> **EXERCISE GOAL**
Starting at the line that contains "of the black", copy each line through the end of the listing below. Include both ends and output nothing more.

### SUPPLIED INFORMATION ###

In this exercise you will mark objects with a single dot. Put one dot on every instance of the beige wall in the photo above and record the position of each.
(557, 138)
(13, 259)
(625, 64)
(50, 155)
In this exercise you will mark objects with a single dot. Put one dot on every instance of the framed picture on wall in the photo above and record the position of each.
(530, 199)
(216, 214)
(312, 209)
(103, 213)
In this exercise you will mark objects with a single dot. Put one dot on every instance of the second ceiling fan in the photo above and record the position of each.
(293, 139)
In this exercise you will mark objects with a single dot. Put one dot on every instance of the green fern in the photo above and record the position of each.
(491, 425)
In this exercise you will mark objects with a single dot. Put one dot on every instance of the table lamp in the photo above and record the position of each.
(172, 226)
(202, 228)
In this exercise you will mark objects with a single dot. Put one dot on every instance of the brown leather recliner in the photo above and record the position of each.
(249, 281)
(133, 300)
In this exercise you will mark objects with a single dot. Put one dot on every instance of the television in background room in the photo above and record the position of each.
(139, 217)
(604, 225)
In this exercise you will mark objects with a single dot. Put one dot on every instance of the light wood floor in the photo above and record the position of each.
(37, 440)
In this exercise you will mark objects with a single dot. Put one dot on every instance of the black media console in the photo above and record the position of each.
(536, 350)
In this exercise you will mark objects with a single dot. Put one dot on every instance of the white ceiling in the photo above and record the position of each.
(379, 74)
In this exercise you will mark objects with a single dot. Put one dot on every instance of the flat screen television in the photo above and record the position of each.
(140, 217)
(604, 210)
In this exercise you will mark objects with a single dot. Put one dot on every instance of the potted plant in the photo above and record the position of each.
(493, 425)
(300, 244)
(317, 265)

###

> **WRITTEN SOLUTION**
In this exercise you will mark objects with a single dot. Put one dot on every instance of the black media console in the photo above and record the position of each.
(536, 350)
In this exercise you will mark objects with a single dot. Put one dot on every instance of the white ceiling in the photo above and record the position of each.
(379, 74)
In this exercise you will mark objects with a single dot. Put one dot on every instance of the flat screen television in the photo above and record the position of each.
(140, 217)
(604, 210)
In this exercise you will mark objects with a single dot. Put one dot on every instance of the potted plant in the photo above and record the position of each.
(493, 425)
(300, 244)
(317, 265)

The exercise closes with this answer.